A material that holds the key to cheap, fast and portable new sensors for a wide range of chemicals has been developed by chemists at the University of Texas at Austin. The innovation could drastically reduce the costs associated with cleaning accidental chemical spills, remediating old industrial sites, detecting radioactive contamination in drinking water and operating medical and research imaging devices.


Humphrey and his team are developing paper dipsticks that can quickly and cheaply identify a wide range of chemicals in an uncharacterized sample. Courtesy of Samuel Dunning and David Steadman/University of Texas at Austin.

"A company with an abandoned chemical plant that has barrels of unlabeled solvents or a public utility concerned its water supply has been contaminated today face a cumbersome process of identifying the chemicals before they can start cleanup," said Simon Humphrey, associate professor of chemistry who led the research. "It's costly and can take two or three days. We can now do that with a rapid, on-site method — and that difference could improve people's health and reduce pollution a lot more efficiently."

The material, called PCM-22, is a crystal made of lanthanide ions and triphenylphosphine. When a chemical bonds to the material and a UV light shines on it, the material emits specific colors of visible light. Each chemical produces a unique eight-factor signature of color and brightness that can be used to identify and quantify it in an uncharacterized sample.

Humphrey envisions disposable paper dipsticks coated with the new material. The user would simply dip one into an uncharacterized substance and then stick it into a UV reader. The device would indicate what components are in the substance based on the colors of light emitted.
________________
*Problems and tasks*.
1) Answer these questions about the text on the PCM-22 sensor material:
(a) What is PCM-22 made of?
(b) According to Humphrey, how long can the current process of identifying the chemicals take?
(c) After dipping a coated paper dipstick into a substance, where would the user place it?
2) Copy the part of the text on the PCM-22 sensor material between "The material, called" and "of light emitted.", inclusive.

*Extracted information*.
________________
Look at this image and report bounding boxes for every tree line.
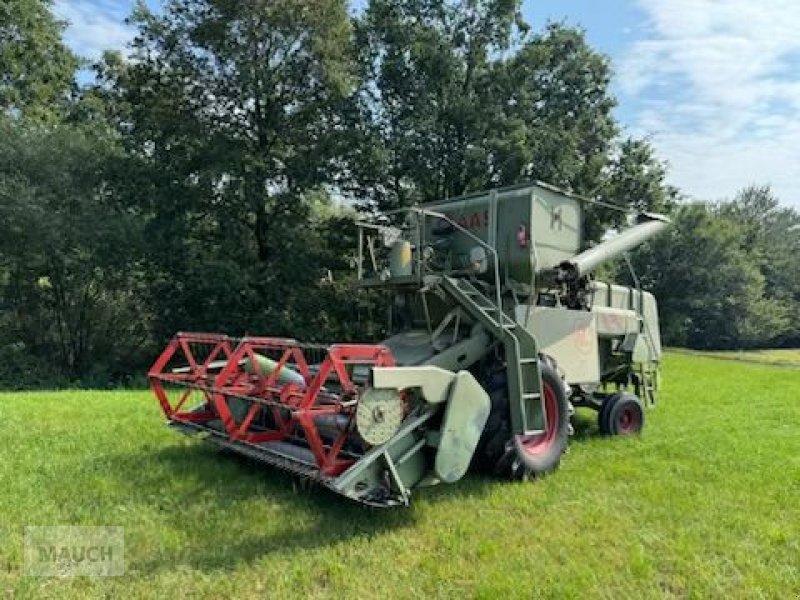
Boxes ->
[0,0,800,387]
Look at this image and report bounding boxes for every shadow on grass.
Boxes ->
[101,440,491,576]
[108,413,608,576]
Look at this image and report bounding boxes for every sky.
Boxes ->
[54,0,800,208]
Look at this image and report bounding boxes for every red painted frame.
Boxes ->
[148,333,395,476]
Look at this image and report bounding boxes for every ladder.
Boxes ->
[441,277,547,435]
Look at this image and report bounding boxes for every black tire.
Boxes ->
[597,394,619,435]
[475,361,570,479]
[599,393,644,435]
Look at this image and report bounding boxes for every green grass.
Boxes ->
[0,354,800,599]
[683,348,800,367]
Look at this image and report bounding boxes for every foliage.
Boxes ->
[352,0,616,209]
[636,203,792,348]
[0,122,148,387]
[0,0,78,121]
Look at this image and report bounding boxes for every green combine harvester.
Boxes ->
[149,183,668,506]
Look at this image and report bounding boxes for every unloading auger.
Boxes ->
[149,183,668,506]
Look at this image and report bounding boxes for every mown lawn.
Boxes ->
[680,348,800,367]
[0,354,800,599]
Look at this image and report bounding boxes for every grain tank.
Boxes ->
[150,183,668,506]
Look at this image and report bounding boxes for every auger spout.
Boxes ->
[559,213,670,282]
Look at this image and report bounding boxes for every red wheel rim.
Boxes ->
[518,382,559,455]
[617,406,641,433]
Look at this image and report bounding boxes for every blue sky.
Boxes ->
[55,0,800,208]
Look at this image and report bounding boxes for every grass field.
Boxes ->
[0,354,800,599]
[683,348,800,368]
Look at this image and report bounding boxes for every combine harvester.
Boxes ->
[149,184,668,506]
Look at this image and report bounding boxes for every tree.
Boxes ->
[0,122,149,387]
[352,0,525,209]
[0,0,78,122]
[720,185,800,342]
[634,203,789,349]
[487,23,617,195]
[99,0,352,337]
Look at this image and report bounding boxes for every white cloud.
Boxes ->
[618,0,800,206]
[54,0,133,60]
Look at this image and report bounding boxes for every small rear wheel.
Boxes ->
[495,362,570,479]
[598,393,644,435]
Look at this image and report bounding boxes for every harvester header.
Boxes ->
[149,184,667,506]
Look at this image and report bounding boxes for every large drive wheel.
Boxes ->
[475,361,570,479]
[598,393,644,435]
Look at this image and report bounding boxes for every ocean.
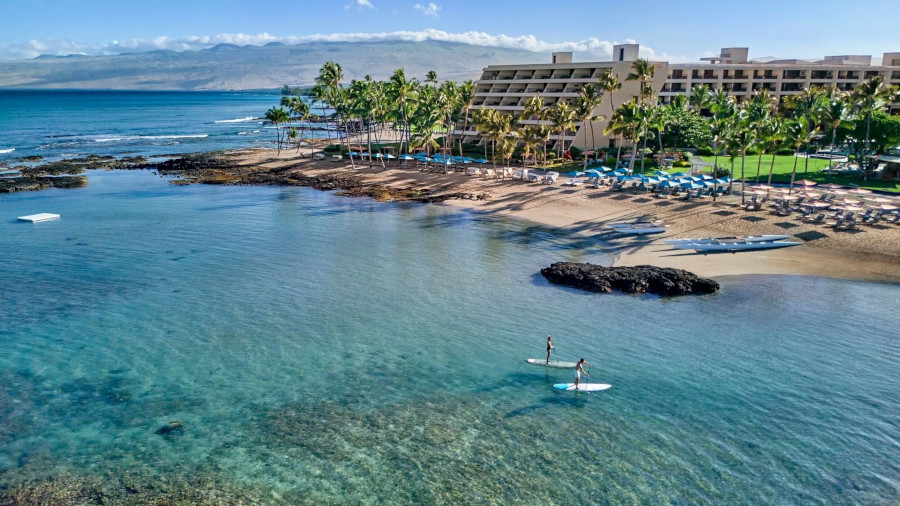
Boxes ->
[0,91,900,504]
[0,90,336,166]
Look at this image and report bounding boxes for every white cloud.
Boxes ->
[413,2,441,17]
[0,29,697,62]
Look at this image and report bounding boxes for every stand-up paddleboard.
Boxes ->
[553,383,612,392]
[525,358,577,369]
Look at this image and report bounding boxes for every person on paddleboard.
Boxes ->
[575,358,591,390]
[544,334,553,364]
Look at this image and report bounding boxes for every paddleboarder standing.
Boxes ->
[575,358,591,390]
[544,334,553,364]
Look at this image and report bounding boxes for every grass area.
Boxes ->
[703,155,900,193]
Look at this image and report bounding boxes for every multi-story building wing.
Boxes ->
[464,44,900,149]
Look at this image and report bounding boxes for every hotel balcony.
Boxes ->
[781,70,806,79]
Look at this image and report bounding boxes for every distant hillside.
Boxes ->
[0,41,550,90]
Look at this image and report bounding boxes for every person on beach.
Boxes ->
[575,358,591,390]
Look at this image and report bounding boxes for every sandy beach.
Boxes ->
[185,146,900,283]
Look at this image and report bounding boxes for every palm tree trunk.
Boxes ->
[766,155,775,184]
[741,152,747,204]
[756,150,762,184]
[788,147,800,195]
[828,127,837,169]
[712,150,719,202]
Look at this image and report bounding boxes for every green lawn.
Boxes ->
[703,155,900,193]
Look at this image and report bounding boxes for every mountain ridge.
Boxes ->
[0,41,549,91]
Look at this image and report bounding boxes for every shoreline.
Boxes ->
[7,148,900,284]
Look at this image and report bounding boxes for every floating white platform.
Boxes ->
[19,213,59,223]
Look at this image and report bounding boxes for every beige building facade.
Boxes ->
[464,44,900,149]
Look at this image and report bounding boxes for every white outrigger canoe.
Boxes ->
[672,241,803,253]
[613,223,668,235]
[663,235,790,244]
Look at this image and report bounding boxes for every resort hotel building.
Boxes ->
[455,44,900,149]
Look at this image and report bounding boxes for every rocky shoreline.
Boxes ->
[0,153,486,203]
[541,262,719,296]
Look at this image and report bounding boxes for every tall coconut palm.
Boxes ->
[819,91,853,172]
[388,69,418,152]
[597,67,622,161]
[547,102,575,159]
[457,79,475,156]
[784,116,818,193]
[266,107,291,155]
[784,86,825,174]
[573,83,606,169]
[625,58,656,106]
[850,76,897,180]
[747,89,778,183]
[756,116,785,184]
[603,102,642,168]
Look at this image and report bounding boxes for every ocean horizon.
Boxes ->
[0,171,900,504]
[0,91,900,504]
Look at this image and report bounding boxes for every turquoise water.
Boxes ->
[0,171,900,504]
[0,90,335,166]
________________
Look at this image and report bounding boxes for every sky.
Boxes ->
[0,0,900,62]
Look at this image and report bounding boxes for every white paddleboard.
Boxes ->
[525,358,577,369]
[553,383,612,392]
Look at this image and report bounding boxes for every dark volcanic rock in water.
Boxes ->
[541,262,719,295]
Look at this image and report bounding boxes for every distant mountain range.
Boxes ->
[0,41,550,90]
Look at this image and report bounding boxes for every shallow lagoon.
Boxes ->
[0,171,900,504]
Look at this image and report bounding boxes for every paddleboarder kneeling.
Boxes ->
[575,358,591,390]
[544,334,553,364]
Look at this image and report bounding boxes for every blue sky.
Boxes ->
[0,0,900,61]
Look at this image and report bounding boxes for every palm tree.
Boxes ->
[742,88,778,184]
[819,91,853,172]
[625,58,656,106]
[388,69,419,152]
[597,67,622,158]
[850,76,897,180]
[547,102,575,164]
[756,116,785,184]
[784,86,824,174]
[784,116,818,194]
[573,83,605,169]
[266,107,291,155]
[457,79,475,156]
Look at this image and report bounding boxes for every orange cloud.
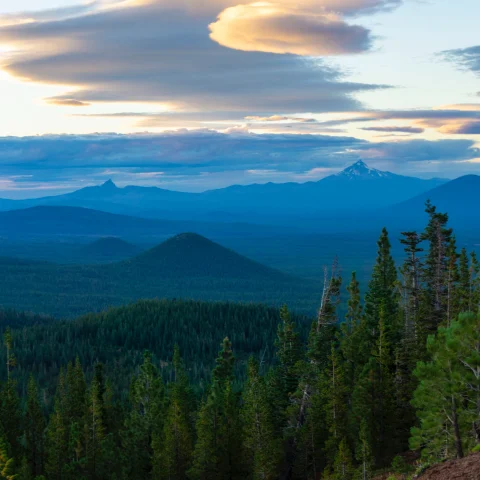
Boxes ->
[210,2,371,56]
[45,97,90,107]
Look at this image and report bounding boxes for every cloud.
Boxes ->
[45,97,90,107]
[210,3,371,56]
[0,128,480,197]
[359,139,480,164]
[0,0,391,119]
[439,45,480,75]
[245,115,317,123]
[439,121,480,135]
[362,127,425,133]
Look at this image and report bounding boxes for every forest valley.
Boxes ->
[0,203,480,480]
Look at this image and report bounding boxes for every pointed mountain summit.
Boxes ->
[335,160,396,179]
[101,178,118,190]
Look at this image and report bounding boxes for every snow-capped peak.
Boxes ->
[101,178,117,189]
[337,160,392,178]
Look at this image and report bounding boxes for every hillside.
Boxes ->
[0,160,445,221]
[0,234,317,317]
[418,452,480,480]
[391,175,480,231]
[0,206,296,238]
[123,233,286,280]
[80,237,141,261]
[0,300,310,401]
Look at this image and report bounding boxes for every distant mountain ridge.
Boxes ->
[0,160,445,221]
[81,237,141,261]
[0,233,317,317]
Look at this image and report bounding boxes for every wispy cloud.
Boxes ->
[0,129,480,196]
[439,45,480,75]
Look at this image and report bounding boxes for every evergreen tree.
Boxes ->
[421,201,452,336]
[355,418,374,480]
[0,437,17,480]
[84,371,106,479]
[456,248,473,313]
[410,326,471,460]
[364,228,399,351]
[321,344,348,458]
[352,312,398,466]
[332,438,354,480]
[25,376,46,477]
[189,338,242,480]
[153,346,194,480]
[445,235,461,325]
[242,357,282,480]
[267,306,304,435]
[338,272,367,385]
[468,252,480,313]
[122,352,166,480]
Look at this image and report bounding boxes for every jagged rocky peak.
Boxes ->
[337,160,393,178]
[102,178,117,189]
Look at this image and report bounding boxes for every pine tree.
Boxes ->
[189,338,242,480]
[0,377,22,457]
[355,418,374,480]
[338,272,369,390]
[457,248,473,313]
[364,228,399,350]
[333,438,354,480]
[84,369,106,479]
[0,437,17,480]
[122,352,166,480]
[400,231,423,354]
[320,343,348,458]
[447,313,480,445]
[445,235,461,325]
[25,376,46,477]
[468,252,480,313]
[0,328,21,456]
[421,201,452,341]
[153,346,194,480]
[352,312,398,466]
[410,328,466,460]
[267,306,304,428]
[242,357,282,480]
________________
*Problem solutions*.
1)
(a) Lanthanide ions and triphenylphosphine.
(b) Two or three days.
(c) Into a UV reader.

2)
The material, called PCM-22, is a crystal made of lanthanide ions and triphenylphosphine. When a chemical bonds to the material and a UV light shines on it, the material emits specific colors of visible light. Each chemical produces a unique eight-factor signature of color and brightness that can be used to identify and quantify it in an uncharacterized sample.

Humphrey envisions disposable paper dipsticks coated with the new material. The user would simply dip one into an uncharacterized substance and then stick it into a UV reader. The device would indicate what components are in the substance based on the colors of light emitted.